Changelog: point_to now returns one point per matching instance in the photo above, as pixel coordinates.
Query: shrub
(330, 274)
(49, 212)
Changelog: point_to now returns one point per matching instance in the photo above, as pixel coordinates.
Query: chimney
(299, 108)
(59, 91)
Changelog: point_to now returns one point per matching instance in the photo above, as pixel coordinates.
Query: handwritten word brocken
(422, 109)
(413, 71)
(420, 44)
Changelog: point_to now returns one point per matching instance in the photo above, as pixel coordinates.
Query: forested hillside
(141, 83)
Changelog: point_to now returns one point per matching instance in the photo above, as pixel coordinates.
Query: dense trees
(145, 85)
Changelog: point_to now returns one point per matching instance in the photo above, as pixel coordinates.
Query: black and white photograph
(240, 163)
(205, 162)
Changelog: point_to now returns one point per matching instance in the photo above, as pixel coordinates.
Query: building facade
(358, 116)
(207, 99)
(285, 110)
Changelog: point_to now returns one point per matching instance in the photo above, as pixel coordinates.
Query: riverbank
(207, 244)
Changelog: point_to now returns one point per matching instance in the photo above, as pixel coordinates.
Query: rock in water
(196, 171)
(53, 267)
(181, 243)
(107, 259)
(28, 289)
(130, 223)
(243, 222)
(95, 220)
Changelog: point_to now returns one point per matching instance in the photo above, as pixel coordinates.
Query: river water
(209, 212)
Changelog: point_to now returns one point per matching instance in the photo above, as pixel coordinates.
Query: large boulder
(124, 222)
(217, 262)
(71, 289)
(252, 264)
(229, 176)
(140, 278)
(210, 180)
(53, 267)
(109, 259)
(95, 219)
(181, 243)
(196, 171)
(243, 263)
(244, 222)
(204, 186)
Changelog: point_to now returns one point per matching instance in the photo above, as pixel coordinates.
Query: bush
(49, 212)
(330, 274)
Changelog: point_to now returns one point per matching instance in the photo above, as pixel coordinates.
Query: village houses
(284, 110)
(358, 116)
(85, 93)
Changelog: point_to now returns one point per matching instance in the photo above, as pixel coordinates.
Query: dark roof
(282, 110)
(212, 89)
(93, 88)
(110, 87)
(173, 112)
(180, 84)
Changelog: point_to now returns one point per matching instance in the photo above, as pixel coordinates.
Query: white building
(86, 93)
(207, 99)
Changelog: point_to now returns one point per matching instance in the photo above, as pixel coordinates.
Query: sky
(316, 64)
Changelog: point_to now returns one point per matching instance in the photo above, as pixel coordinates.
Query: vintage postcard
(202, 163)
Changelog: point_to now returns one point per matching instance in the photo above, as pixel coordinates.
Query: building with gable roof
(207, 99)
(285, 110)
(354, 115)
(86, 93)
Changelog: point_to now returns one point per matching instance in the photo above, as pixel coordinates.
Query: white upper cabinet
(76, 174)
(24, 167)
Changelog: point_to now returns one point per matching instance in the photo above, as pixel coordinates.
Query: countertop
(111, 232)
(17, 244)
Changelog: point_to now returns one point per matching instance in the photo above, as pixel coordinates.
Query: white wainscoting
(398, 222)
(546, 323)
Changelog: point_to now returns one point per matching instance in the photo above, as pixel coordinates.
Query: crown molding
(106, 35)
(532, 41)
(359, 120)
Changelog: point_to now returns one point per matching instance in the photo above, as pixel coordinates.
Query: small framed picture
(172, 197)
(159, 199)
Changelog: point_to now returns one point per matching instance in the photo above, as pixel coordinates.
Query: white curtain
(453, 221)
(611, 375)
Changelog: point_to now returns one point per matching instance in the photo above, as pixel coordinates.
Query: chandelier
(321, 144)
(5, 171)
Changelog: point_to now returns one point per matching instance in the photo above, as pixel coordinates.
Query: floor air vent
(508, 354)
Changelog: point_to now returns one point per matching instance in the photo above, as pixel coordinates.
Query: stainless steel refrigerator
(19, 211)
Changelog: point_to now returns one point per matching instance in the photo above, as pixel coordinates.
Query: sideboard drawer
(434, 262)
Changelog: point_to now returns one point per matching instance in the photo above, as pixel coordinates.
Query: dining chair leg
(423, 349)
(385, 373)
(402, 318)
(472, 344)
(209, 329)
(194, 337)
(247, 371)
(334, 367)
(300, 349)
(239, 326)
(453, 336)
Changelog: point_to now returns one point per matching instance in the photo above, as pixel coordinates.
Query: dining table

▶ **STATED GOAL**: Produce an exact copy of the whole listing.

▶ **RESULT FOR THIS TASK**:
Changelog: point_to now returns one point per matching instance in the photo above, as pixel coordinates.
Query: shrub
(330, 274)
(49, 212)
Changelog: point_to now returns one point per matching instance in the photo above, as pixel coordinates.
Query: chimney
(299, 108)
(59, 91)
Changelog: point_to now returns one point per matching instance in the photo above, as pixel coordinates.
Query: handwritten word brocken
(422, 109)
(413, 71)
(420, 44)
Changelog: point_to now returns one point per matching instance in the photo above, as pixel coordinates.
Query: forested hillside
(141, 83)
Changelog: point_to now returns one point per matching instance in the photo above, as pixel coordinates.
Query: dense trees
(145, 85)
Changelog: point_to now returns one point per matching instance in the photo above, as pixel coordinates.
Query: black and white photograph
(240, 163)
(205, 162)
Changelog: point_to now returns one point per matching instance in the photo above, as pixel coordinates.
Query: building facade
(358, 116)
(207, 99)
(285, 110)
Changelog: point_to now returns one point per matching instance in the photo above, as pixel coordinates.
Query: riverbank
(207, 244)
Changelog: point_to now returns one point per matching instance in the photo above, as pixel coordinates.
Query: rock in water
(196, 171)
(53, 267)
(181, 243)
(107, 259)
(28, 289)
(130, 223)
(243, 222)
(95, 220)
Changelog: point_to now returns one point per matching instance in the photo above, as pixel coordinates.
Query: river water
(209, 212)
Changelog: point_to now returns one point per matching instance in the photo above, as pixel coordinates.
Query: large boulder
(124, 222)
(217, 262)
(71, 289)
(252, 264)
(229, 176)
(140, 278)
(210, 180)
(53, 267)
(109, 259)
(95, 219)
(181, 243)
(196, 171)
(243, 263)
(244, 222)
(204, 186)
Changelog: point_to now returns one point per matching instance in the photo above, as pixel coordinates.
Query: bush
(49, 212)
(330, 274)
Changelog: point_to now returns one point per matching instance in the photo above, as pixel coordinates.
Query: village houses
(284, 110)
(358, 116)
(85, 93)
Changelog: point_to now returns one point per matching instance in the photo above, as pixel coordinates.
Query: dark roof
(282, 110)
(212, 89)
(93, 88)
(110, 87)
(173, 112)
(180, 84)
Changelog: point_to now returns one point per matching instance in the photo above, as pixel coordinates.
Query: white building
(86, 93)
(207, 99)
Changelog: point_to now returns one point per matching instance in the photo above, as pixel coordinates.
Query: sky
(316, 64)
Changelog: point_to now returns one point per matching instance in the photo above, as pixel coordinates.
Query: vintage postcard
(202, 163)
Changelog: point_to now returns one point per matching instance in the photo above, as pixel coordinates.
Query: building with gable roof
(207, 99)
(285, 110)
(354, 115)
(86, 93)
Changelog: point_to now returns one point per matching instance in the photo above, as pixel coordinates.
Query: white upper cabinet
(76, 174)
(24, 167)
Changelog: point_to now returns one point per matching instance in the photo above, as pixel coordinates.
Query: countertop
(111, 232)
(17, 244)
Changelog: point_to now returns one point per matching instance in the photo above, as pixel coordinates.
Query: white wainscoting
(398, 222)
(546, 323)
Changelog: point_to now returns one point per matching instance in the photo above, as pixel coordinates.
Query: crown molding
(106, 35)
(532, 41)
(359, 120)
Changelog: point_to now returns one point per matching instance in the photo above, as pixel coordinates.
Query: small framed picture
(172, 197)
(159, 199)
Changelog: point_to now returns one point per matching instance in the photo above, as pixel coordinates.
Query: white curtain
(453, 221)
(611, 375)
Changelog: point_to now returns one point per matching instance in the photo above, as pixel coordinates.
Query: chandelier
(321, 144)
(5, 171)
Changelog: point_to now returns one point per matching instance in the photo above, as pixel coordinates.
Query: floor air vent
(508, 354)
Changelog: point_to now returns one point per matching instance in the photo above, as pixel coordinates.
Query: stainless steel refrigerator
(19, 211)
Changelog: point_to now returns one point per matching instance in the photo above, as pixel coordinates.
Query: sideboard drawer
(434, 262)
Changelog: point_to now returns one point per matching instance in the photo above, as pixel coordinates.
Query: dining chair leg
(423, 349)
(385, 373)
(402, 318)
(472, 344)
(209, 329)
(194, 337)
(247, 371)
(334, 367)
(300, 349)
(239, 326)
(453, 336)
Changelog: point_to now returns one point per matching instance in the photo above, as pixel coordinates.
Query: dining table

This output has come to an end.